> _ASSIGNED TASK_
Go through the records below and return each line that has "filled" in it.

> _WORKING DATA_

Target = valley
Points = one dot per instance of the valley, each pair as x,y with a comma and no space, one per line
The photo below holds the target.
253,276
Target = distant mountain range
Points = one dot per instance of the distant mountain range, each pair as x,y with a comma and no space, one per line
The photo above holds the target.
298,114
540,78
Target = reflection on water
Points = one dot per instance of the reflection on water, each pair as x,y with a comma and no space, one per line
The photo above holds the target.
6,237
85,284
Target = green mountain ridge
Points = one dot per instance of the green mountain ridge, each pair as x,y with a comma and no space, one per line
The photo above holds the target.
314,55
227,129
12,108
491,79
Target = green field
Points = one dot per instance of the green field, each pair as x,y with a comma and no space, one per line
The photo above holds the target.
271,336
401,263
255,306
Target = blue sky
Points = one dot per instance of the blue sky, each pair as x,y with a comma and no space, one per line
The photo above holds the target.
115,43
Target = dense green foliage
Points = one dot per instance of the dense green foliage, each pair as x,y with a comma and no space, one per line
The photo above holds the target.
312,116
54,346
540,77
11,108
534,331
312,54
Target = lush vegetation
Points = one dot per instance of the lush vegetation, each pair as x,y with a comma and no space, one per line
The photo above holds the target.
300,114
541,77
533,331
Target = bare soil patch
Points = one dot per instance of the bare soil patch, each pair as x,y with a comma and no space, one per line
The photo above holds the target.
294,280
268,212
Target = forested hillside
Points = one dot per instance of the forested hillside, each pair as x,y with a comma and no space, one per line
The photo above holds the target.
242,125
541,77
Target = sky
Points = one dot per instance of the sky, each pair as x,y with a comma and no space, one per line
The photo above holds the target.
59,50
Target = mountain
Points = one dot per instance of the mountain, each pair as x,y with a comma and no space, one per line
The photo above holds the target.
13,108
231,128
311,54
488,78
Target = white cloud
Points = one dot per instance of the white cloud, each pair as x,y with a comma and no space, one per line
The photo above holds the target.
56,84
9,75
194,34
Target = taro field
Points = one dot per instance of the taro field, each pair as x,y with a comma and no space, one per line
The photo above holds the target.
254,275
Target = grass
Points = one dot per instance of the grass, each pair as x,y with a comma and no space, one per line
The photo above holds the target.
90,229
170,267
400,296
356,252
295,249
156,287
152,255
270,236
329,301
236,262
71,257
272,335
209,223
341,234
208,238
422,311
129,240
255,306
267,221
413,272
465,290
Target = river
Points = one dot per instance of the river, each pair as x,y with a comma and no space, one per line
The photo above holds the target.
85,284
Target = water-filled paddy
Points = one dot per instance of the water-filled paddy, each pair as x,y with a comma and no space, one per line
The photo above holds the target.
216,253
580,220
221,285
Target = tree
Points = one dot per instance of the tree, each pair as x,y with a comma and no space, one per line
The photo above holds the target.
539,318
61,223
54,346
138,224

> _THE ANSWER_
Target = water-filled paddy
Points = one dot per instance of the water-filled paddy, each pair as x,y with a comma and no space, one per line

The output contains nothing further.